## 页面摘录
考虑我们如果确定了最终态 \(B = (B_1, B_2, ..., B_n)\),如何计算最少操作次数。
显然从左往右依次使 \(A_i = B_i\)。当操作到第 \(i\) 个位置时,此时 \(A'_i = \sum\limits_{j = 1}^i A_j - B_j\),所需操作次数为 \(|A'_i|\)。令 \(C_i = \sum\limits_{j = 1}^i A_j - B_j\),最少操作次数为 \(\sum\limits_{i = 1}^n |C_i|\)。
设 \(s = \sum\limits_{i = 1}^n A_i, r = s \bmod n\),那么最终态一定有 \(r\) 个 \(\left\lfloor\frac{s}{n}\right\rfloor + 1\),\(n - r\) 个 \(\left\lfloor\frac{s}{n}\right\rfloor\)。考虑 dp,设 \(f_{i, j}\) 为考虑到第 \(i\) 个位置,当前有 \(j\) 个 \(\left\lfloor\frac{s}{n}\right\rfloor + 1\)。转移讨论第 \(i\) 个位置取 \(\left\lfloor\frac{s}{n}\right\rfloor\) 还是 \(\left\lfloor\frac{s}{n}\right\rfloor + 1\) 即可。因为知道 \(j\),所以 \(C_i\) 能算出来,操作次数也能知道。
时间复杂度 \(O(n^2)\)。
code
// Problem: G - Approximate Equalization
// Contest: AtCoder - Tokio Marine & Nichido Fire Insurance Programming Contest 2023(AtCoder Beginner Contest 307)
// URL: https://atcoder.jp/contests/abc307/tasks/abc307_g
// Memory Limit: 1024 MB
// Time Limit: 2000 ms
//
// Powered by CP Editor (https://cpeditor.org)

## 待完成任务
a) 判断以下三项陈述是否与页面摘录相符，每项回答“是”或“否”，并原样引用摘录中起决定作用的文字：(i) 该算法的时间复杂度为 \(O(n^2)\)；(ii) 该题的内存限制为 512 MB；(iii) 计算最少操作次数时从右往左依次使 \(A_i = B_i\)。
b) 请返回条目中所有包含字符串“with”的行。

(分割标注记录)
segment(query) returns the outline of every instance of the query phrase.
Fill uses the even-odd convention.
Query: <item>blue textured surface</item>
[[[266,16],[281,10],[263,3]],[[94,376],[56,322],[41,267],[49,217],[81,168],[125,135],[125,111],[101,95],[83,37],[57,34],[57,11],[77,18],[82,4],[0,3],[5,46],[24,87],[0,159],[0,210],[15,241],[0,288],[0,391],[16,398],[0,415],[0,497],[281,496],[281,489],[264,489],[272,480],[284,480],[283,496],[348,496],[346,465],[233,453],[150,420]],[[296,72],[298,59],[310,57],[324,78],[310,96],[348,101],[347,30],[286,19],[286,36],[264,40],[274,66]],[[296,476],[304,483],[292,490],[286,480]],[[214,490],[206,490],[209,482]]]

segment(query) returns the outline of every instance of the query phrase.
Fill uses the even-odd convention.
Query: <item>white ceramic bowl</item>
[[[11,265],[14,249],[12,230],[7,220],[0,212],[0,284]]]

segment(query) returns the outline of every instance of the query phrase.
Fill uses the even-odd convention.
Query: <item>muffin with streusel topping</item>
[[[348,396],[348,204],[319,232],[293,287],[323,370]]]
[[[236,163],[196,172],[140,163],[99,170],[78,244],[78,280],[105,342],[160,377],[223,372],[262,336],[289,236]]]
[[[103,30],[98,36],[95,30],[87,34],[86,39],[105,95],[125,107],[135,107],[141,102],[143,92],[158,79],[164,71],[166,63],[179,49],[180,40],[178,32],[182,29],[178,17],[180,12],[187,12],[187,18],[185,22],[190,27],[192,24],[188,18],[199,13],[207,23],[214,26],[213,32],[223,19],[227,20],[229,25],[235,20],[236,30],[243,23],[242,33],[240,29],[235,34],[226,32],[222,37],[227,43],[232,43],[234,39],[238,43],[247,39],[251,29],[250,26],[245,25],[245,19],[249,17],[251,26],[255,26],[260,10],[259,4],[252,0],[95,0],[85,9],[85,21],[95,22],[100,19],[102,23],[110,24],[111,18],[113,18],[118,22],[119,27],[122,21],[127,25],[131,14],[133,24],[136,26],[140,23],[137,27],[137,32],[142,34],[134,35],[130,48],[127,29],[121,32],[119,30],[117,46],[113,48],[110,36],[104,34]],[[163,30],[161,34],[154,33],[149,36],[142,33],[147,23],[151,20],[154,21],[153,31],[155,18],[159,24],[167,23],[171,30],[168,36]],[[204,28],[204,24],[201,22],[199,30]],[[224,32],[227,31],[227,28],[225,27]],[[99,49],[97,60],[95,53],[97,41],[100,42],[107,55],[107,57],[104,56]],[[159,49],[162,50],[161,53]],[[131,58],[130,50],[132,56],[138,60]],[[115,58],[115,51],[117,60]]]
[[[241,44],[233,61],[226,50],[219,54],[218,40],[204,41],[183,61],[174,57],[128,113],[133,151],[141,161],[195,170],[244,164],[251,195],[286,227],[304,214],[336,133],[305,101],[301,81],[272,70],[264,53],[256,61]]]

--

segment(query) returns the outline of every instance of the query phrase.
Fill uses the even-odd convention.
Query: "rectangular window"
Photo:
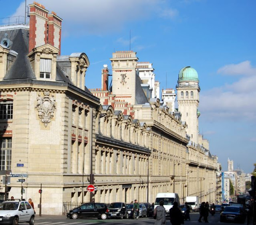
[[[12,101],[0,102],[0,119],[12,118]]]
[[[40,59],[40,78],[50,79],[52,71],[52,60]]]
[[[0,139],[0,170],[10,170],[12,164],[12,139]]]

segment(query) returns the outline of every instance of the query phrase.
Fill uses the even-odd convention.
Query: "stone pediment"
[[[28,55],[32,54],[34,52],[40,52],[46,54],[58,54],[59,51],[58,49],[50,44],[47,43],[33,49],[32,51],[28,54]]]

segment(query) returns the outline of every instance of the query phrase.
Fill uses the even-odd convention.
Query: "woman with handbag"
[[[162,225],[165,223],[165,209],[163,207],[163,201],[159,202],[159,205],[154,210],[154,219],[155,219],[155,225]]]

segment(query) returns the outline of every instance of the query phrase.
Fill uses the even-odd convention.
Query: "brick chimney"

## 练习答案
a)
(i) 是。“时间复杂度 \(O(n^2)\)。”
(ii) 否。“// Memory Limit: 1024 MB”
(iii) 否。“显然从左往右依次使 \(A_i = B_i\)。”

b)
Query: <item>muffin with streusel topping</item>
Query: "woman with handbag"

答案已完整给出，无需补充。